▸ Direction
Update the items below by changing "one instance per line" to "one point per line" wherever it occurs. Keep everything else the same.
═════ Records for the task
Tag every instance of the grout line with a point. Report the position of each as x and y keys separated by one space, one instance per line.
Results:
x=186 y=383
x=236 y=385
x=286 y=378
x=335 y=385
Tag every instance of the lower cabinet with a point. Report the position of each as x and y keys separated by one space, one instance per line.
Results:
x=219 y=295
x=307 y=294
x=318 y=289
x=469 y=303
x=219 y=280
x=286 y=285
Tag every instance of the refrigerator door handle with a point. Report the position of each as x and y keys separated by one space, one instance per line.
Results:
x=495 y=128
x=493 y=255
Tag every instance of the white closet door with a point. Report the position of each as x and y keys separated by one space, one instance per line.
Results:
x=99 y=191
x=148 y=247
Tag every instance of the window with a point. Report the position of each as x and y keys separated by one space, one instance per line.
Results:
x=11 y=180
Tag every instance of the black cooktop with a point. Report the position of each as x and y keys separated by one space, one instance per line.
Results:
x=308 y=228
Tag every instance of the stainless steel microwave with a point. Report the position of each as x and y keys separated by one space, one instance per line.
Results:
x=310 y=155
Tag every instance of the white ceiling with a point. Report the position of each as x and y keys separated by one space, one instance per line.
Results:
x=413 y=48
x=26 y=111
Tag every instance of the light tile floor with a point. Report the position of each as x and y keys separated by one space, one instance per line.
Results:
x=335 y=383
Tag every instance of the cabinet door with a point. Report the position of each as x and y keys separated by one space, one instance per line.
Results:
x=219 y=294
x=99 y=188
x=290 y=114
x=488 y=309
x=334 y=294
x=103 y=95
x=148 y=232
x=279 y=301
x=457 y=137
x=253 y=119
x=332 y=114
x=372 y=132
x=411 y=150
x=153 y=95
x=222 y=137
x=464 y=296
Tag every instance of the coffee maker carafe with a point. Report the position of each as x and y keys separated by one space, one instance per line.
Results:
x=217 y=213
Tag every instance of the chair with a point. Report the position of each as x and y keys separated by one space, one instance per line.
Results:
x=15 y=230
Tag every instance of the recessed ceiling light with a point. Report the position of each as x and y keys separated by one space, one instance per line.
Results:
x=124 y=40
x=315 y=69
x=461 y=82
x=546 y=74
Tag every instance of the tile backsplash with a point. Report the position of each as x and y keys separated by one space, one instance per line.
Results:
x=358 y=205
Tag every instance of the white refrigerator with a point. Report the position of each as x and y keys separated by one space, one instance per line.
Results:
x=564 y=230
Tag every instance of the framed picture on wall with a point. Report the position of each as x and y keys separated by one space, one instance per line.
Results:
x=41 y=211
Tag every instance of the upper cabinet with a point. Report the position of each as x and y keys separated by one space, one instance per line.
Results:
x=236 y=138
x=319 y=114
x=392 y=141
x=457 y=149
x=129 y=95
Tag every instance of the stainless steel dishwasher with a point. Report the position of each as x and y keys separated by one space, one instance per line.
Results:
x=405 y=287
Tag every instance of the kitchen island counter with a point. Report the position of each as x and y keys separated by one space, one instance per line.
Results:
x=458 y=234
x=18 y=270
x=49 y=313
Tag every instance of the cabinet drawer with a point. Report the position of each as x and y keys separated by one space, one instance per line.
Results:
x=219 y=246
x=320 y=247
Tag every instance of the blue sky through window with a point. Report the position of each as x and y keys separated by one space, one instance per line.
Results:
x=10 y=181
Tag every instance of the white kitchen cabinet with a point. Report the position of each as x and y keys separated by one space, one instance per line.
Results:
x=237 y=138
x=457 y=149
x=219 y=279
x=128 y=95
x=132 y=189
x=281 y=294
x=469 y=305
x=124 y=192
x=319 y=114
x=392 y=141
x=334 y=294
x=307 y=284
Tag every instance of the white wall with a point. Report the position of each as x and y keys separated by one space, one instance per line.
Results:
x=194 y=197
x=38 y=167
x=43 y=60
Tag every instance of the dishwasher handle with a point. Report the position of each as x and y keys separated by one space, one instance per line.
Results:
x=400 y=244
══════════
▸ Result for this task
Tag every instance of the grout line with a point. Report the position of each as x and y keys separated by one space, one point per line.
Results:
x=186 y=383
x=236 y=385
x=286 y=378
x=335 y=385
Tag every instance of the lower cabinet with a point. Report the position of each as x and y keys separated by one space, one point per line.
Results:
x=219 y=295
x=307 y=294
x=318 y=289
x=469 y=303
x=219 y=280
x=286 y=285
Tag every instance of the refrigerator door handle with a point. Report the position of each as x and y keys separated by one space, one point per line.
Results:
x=495 y=128
x=493 y=255
Tag every instance of the white closet door with a point. Report the position of each as x and y keys separated by one space, one point per line.
Results:
x=99 y=191
x=148 y=247
Tag every instance of the window with a point. Report the position of each as x and y keys separated by one space, one point per line.
Results:
x=11 y=180
Tag every instance of the black cooktop with a point. Report the position of each as x and y keys separated by one space, one point per line.
Results:
x=308 y=228
Tag every instance of the stainless steel microwave with a point. Report the position of each as x and y keys separated by one space, one point per line.
Results:
x=310 y=155
Tag every instance of the white ceiling with a point. Report the position of each as x and y keys separated by one space, one point per line.
Results:
x=413 y=48
x=26 y=111
Tag every instance of the light tile floor with a point. Report the position of each as x and y keys separated by one space, one point per line.
Results:
x=335 y=383
Tag every instance of the cabinet door with a point. Report the position of each as x and y keys separated by one space, one point per line.
Results:
x=219 y=294
x=99 y=188
x=290 y=114
x=488 y=309
x=334 y=294
x=103 y=95
x=148 y=232
x=279 y=301
x=457 y=137
x=253 y=119
x=332 y=114
x=372 y=132
x=411 y=150
x=153 y=95
x=222 y=137
x=464 y=296
Tag every instance of the coffee maker carafe with a point. Report the position of each as x and y keys separated by one space, one point per line.
Results:
x=217 y=213
Tag every instance of the chair with a point. Report the position of each as x and y keys separated by one space, one point per line.
Results:
x=15 y=230
Tag every instance of the recessed ceiling light with a point. Report the position of each as x and y keys separated by one space, one point per line.
Results:
x=124 y=40
x=315 y=69
x=461 y=82
x=546 y=74
Tag every instance of the tile backsplash with a point. Report the position of each as x and y keys separated by one space, one point per line.
Results:
x=358 y=205
Tag every instance of the white refrigerator with a point. Report the position of each as x and y keys separated by one space, one point per line.
Results:
x=564 y=230
Tag every instance of the framed picture on wall with a point. Report the position of each as x and y keys separated by one space, one point per line.
Results:
x=41 y=211
Tag every instance of the upper cabinet with a point. Report the position of each as x and y keys separated by one space, one point per line.
Results:
x=236 y=138
x=319 y=114
x=392 y=141
x=457 y=149
x=129 y=95
Tag every instance of the stainless steel dishwasher with a point. Report the position of each as x and y keys separated by one space, one point per line.
Results:
x=405 y=287
Tag every instance of the kitchen island counter with a point. Report the position of each as x and y keys separated by one space, one point per line.
Results:
x=458 y=234
x=18 y=270
x=49 y=313
Tag every instance of the cabinet drawer with a point. Report the position of each as x and y keys separated by one space, one point per line.
Results:
x=219 y=246
x=320 y=247
Tag every instance of the blue sky through window with a point. Report the position of each as x and y keys separated by one space, one point per line.
Results:
x=10 y=181
Tag every instance of the white kitchen cabinet with a point. Report the position of each as x and y keys separated by one space, one point per line.
Results:
x=237 y=138
x=457 y=149
x=219 y=279
x=128 y=95
x=132 y=189
x=281 y=294
x=469 y=305
x=124 y=192
x=319 y=114
x=392 y=141
x=334 y=294
x=307 y=284
Tag every instance of the white wall with a point. Report the position of each as x and y keys separated by one space, one point per line.
Results:
x=194 y=197
x=38 y=167
x=43 y=60
Tag every instance of the dishwasher handle with a point. Report the position of each as x and y keys separated by one space, one point per line.
Results:
x=400 y=244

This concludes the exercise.